### Text block:
+ + +
Cleator Moor    is a town and civil parish in Cumbria, England, within the historic county of Cumberland. It had a population of 6,936 at the 2011 census.

Below Dent Fell, the town is on the  Coast to Coast Walk that spans Northern England. On the outskirts of the town lies the village of Cleator. It was populated by Irish immigrants in the latter half of the nineteenth century, leading to the colloquial title of Little Ireland.

Governance
Cleator Moor is within the Copeland UK Parliamentary constituency, Trudy Harrison is the Member of parliament.

Before Brexit, it was in the North West England European Parliamentary Constituency.

Industry
Historically in Cumberland, the town was based around the iron works industry and was served in this capacity by two railways. The Whitehaven, Cleator and Egremont Railway (WC&ER) was the first railway on the scene and it opened for goods traffic in 1855, then two years later it opened for passenger traffic.  The WC&ER sold out to the London and North Western Railway in 1878 but when the Furness Railway objected to the sale it too became a partner, thus forming the Furness & London and North Western Joint Railway the following year. The second railway to serve Cleator Moor was the Cleator & Workington Junction Railway. This new company had a station on the western edge of the town and its double track main line made a junction with the former company at Cleator Moor West Junction.

The town had several iron ore mines and excessive mining caused subsidence. Some parts of the town have been demolished due to undermining in the area, most notably the original Montreal Primary School and the whole of Montreal Street on which it stood.

The Whitehaven, Cleator and Egremont Railway suffered from subsidence which forced it to build two deviation branch lines and stations. In Cleator Moor itself a new line was built curving further northwest than the original, with a new station being opened in 1866 some 600 yards further west along Leconfield Street than the original, which became a goods station. The new station was known simply as Cleator Moor, but was renamed Cleator Moor East in 1924.

Subsidence also necessitated a deviation at Eskett. As in Cleator Moor itself, a new line was built to the west of the original Eskett station which was retained as a goods station up to 1931. Yeathouse station was opened on the deviation line as a replacement.

The influx of Irish workers gave the town the nickname Little Ireland. World War I and World War II saw a fresh influx of immigrants from mainland Europe to join the settled Irish community.

In 1938, Jakob Spreiregen founded the company Kangol in Cleator, situated across the road from St Mary's Church. The original factory building still stands but empty, since the company ended its association with the town in 2009.

With the decline of traditional industries and the resulting high rate of unemployment, the town's economy is now dependent on the nearby Sellafield complex, which provides jobs to around half the town's people.
+ + +
### Record excerpts:
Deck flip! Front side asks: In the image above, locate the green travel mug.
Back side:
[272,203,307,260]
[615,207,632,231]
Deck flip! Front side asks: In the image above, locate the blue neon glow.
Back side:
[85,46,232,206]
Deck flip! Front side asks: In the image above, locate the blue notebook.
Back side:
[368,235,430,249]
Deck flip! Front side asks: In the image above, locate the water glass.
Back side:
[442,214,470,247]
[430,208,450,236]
+ + +
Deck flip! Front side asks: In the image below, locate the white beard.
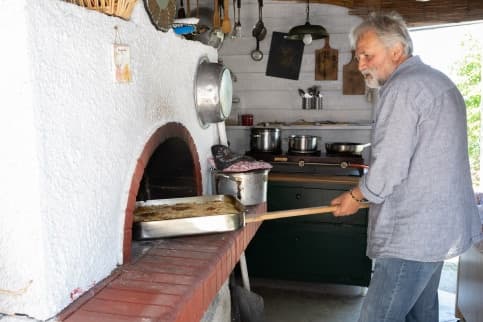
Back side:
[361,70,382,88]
+ + +
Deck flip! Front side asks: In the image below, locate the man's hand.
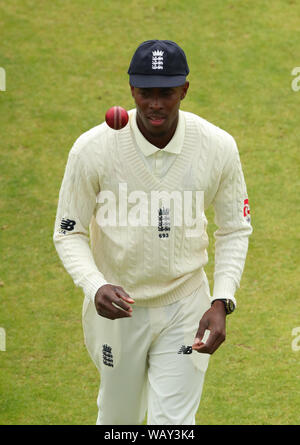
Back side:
+ + +
### Goal 1:
Can you reproduce the Cleator Moor text word for word, starting with "The Whitehaven, Cleator and Egremont Railway suffered" and going on through "as a replacement."?
### Goal 2:
Could you carry on with the Cleator Moor text, picking up right after its last sentence?
The items were gathered from a separate source.

### Task output 1:
The Whitehaven, Cleator and Egremont Railway suffered from subsidence which forced it to build two deviation branch lines and stations. In Cleator Moor itself a new line was built curving further northwest than the original, with a new station being opened in 1866 some 600 yards further west along Leconfield Street than the original, which became a goods station. The new station was known simply as Cleator Moor, but was renamed Cleator Moor East in 1924.

Subsidence also necessitated a deviation at Eskett. As in Cleator Moor itself, a new line was built to the west of the original Eskett station which was retained as a goods station up to 1931. Yeathouse station was opened on the deviation line as a replacement.

### Task output 2:
Transport
From 1879 Cleator Moor had two railway stations: Cleator Moor East on the Whitehaven, Cleator and Egremont Railway, and Cleator Moor West on the Cleator and Workington Junction Railway. In 1923 both railway companies and their stations passed over to the London Midland and Scottish Railway (LMS). The LMS had acquired shares in the local bus company so to make public transport more lucrative the LMS closed both stations to passengers in 1931.  The goods facilities at Cleator Moor continued into the 1950s.

Cleator Moor now only has one bus service number 30 that passes through the town every half an hour at 18 minutes past and 48 minutes past except on a Sunday.

Sectarian troubles (19th century)
It may be that the Irish Famine prompted some increased migration to the town but links between West Cumbria and the northern counties of Ireland had been established before this time. Labourers crossed to work the harvest and, more permanently, take jobs in the mines and ports long before the Famine often prompted by the constant sub-division of farmland among children. From the 1850s to the 1880s, the population expanded rapidly as rich veins of haematite were exploited. From a settlement of 763 in 1841, Cleator Moor grew to house 10,420 souls by 1871, thirty-six percent of whom were Irish. As Donald MacRaild writes, "...formative economic developments, urban growth and the mass arrival of the Irish, took place entirely in years beyond the Famine." The Irish in Cleator Moor were predominantly Roman Catholic but the general influx into the mines and industry of West Cumbria also brought others of a different persuasion from the same country and with them a particular sectarianism to add to the anti-Catholicism of Victorian England.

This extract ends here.